__Set exercise 1__
Reproduce the records verbatim, starting at the line that contains "Trace the outline of every instance of the groom" and ending at the final line of the records.

Road Test: Chevrolet Sonic 1.6 LS Hatchback

The global small car market is a veritable war among manufacturers and one that’s conducted within the boundaries of contradiction and irony. Millions are invested in R&D, production and marketing, to create compact, affordable, cars that are judged on how much space they offer and how much technology they have packed into them. There are no prizes for guessing that the Germans are involved, in fact their small car army of Polos are what everyone else is aiming at. The Eastern powers are recruiting stylish, well-equipped and wallet-friendly troops at a rapid rate, but the focus of our attention, lies with the Americans.

‘The land of the free’ has become the ‘land of the terrorised’, which is largely self-inflicted, but I digress. For all we know, behind closed doors they could label their four-wheeled competitors as terrorists too, but it’s not like the Americans to exercise diplomacy in the face of a threat, no, instead they fight fire with fire and their weapon of choice is the ‘world car platform’. Ford have developed the B1 and C1 platforms for their Fiesta and Focus models, while Chevrolet have done the same with the Delta II platform for their Cruze and now the Gamma platform for the Sonic. The question is, has Chevrolet introduced an intercontinental ballistic missile (ICBM) to infiltrate the German ranks and send a message to the East that they are still standing on shakey ground?

__Set exercise 2__
In the Chevrolet Sonic road test, which platform does Chevrolet use for the Sonic?

__Dataset__
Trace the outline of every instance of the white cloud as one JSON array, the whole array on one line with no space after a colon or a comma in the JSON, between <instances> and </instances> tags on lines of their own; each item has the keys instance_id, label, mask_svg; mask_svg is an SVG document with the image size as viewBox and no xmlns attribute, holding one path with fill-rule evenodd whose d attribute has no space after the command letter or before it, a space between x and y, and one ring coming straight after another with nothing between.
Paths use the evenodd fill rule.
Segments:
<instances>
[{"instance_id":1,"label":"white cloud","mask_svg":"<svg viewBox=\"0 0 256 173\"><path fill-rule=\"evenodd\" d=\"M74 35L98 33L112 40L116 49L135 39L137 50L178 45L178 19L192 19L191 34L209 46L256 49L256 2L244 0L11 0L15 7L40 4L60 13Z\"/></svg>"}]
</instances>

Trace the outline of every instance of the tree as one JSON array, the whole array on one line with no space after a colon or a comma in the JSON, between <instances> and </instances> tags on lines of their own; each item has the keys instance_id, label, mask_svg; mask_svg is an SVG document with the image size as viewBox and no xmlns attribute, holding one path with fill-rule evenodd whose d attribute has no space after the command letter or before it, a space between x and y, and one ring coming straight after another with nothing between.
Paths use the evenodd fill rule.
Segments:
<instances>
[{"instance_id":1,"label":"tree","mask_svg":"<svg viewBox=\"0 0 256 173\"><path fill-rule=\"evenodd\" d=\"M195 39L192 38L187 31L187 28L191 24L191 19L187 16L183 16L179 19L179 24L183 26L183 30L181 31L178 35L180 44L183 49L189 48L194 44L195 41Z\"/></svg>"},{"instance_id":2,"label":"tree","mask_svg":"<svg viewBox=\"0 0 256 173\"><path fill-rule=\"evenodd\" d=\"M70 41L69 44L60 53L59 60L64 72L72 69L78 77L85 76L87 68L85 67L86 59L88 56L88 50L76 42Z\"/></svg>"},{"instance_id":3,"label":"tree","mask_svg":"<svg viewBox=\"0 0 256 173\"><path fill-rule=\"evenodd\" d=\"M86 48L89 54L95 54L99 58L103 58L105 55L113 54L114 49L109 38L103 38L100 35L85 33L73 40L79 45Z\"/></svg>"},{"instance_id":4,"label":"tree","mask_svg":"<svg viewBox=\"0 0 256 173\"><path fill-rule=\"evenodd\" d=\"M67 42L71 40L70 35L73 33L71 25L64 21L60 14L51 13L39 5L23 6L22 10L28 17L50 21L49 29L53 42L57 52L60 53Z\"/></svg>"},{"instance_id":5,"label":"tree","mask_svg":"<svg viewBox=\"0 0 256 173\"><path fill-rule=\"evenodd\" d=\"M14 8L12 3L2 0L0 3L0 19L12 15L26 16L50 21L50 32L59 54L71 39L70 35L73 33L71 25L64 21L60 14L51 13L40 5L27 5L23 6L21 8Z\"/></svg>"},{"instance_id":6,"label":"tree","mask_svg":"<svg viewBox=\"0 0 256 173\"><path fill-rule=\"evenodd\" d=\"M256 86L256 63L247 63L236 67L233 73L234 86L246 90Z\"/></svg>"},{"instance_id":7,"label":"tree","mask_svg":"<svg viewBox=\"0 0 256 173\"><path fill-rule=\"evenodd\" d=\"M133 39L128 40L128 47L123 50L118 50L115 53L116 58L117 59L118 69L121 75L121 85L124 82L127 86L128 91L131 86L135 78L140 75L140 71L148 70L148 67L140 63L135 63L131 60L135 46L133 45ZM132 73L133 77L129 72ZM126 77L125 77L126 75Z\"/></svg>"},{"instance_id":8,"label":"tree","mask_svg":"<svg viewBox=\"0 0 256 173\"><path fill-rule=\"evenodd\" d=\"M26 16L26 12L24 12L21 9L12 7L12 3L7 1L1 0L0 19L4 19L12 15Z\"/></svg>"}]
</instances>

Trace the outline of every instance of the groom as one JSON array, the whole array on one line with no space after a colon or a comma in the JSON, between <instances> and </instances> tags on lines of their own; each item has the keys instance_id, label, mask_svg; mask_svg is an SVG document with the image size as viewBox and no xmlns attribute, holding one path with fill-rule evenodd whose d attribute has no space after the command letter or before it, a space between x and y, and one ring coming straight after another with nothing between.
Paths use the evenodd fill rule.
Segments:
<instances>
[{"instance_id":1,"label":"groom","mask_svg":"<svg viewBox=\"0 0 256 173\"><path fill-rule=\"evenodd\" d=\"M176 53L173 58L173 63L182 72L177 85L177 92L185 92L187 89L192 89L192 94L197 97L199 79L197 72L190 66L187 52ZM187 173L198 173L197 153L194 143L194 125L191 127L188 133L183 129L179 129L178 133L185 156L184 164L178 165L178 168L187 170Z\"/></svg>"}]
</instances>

__Finished answer 1__
Trace the outline of every instance of the groom as one JSON array, the whole array on one line with no space after a colon or a comma in the JSON, between <instances> and </instances> tags on lines of their own; each item has the keys instance_id, label, mask_svg; mask_svg is an SVG document with the image size as viewBox and no xmlns attribute, holding one path with fill-rule evenodd whose d attribute has no space after the command letter or before it, a space between x and y, and one ring coming straight after another with nothing between.
Paths use the evenodd fill rule.
Segments:
<instances>
[{"instance_id":1,"label":"groom","mask_svg":"<svg viewBox=\"0 0 256 173\"><path fill-rule=\"evenodd\" d=\"M176 53L173 58L173 63L182 72L177 85L177 92L185 92L187 89L192 89L192 94L197 97L199 79L197 72L190 66L187 52ZM187 173L198 173L197 153L194 143L194 125L191 127L188 133L183 129L179 129L178 133L185 156L184 164L178 165L178 168L187 170Z\"/></svg>"}]
</instances>

__Finished answer 2__
The Gamma platform.